■ **PROVIDED DATA**
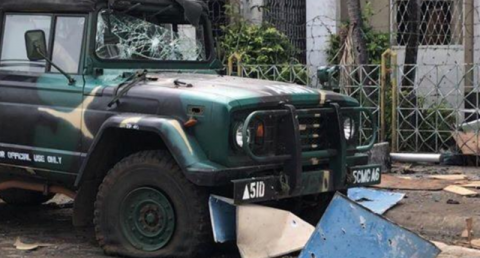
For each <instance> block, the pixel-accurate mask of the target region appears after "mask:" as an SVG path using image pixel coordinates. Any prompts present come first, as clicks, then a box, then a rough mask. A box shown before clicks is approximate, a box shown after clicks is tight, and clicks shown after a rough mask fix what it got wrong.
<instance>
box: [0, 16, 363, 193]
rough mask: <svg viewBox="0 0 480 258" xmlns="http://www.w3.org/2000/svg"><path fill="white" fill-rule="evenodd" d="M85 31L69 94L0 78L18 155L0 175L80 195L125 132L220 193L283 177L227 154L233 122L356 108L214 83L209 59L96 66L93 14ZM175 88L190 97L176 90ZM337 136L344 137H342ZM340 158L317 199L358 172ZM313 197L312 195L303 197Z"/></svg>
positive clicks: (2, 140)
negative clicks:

...

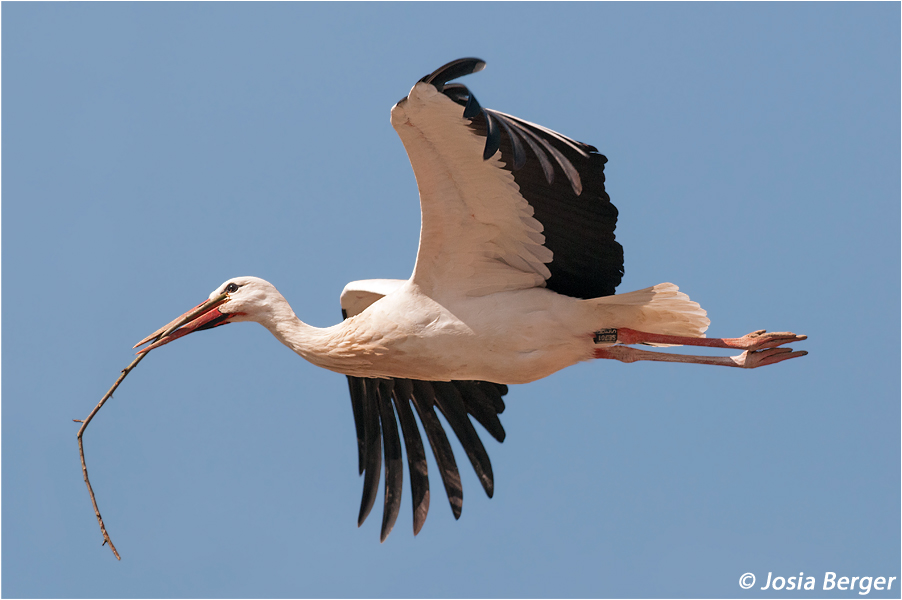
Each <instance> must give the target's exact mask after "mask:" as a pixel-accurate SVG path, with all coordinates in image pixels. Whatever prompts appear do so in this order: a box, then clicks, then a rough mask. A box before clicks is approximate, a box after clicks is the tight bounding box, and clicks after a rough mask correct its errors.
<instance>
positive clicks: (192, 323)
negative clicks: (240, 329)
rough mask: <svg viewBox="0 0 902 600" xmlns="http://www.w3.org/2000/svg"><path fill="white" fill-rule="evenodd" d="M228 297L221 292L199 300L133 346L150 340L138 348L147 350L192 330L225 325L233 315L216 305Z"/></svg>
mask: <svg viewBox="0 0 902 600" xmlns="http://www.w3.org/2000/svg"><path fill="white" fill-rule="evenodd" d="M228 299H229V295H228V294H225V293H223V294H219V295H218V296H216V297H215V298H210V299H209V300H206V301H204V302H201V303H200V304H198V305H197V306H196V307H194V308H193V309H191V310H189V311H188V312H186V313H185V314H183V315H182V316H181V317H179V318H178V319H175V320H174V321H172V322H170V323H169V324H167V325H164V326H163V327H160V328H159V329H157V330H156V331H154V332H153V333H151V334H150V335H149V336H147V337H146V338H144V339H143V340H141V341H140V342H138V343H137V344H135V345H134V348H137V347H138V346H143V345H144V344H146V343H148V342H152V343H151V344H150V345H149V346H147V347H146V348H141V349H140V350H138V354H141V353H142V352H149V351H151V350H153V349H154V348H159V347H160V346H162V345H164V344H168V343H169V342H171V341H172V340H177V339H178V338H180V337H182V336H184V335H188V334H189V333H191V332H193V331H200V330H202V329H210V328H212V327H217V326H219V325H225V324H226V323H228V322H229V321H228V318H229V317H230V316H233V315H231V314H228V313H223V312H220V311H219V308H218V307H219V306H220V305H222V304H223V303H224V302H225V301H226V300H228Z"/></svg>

==

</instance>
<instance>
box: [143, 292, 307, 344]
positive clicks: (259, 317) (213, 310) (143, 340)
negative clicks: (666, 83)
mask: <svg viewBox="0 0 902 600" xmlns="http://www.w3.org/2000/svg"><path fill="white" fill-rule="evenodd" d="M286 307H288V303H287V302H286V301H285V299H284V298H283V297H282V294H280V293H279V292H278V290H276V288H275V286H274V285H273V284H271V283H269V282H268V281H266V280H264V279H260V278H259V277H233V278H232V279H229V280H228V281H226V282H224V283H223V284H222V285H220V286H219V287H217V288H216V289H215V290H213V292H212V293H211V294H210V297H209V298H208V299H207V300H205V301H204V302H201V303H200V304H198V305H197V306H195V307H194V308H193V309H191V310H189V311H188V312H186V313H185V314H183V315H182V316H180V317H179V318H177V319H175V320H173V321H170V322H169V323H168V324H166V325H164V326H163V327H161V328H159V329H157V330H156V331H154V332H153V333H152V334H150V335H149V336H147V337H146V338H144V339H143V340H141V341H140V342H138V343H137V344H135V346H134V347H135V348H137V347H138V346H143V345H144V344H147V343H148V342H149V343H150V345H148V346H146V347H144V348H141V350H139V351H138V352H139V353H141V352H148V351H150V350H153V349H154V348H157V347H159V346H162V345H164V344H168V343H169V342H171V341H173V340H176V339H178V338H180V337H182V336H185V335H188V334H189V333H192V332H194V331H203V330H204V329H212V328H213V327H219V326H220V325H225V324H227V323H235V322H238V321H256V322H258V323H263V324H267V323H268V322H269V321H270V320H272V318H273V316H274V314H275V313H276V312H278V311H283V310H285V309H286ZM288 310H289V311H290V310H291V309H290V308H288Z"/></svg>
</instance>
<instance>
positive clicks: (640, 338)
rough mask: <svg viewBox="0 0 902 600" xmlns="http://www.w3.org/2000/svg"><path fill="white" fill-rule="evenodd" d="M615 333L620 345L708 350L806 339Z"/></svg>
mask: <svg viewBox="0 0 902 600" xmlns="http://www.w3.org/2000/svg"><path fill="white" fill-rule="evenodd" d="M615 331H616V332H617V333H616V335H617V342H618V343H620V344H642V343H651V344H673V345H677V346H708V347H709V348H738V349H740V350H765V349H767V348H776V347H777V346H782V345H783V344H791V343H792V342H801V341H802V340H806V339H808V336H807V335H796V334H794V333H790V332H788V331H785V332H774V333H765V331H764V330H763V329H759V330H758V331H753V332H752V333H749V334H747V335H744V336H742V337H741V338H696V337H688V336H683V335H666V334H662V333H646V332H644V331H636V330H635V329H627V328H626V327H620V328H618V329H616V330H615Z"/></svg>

■ **WHAT YOU HAVE TO DO**
In your answer, include only the lines above starting at the line that holds "Each <instance> must" and ending at the line that holds "negative clicks: (240, 329)", copied exactly.

■ **ANSWER TO THIS PROBLEM**
Each <instance> must give the target's exact mask after "mask:" as a pixel-accurate SVG path, with all coordinates in image pixels. Whatever prompts appear do so in this order: a box, then clicks, then a rough mask. A box before clicks is approximate, a box after clicks is the tight bounding box, and clicks after a rough mask correct its errors.
<instance>
positive clicks: (192, 323)
negative clicks: (240, 329)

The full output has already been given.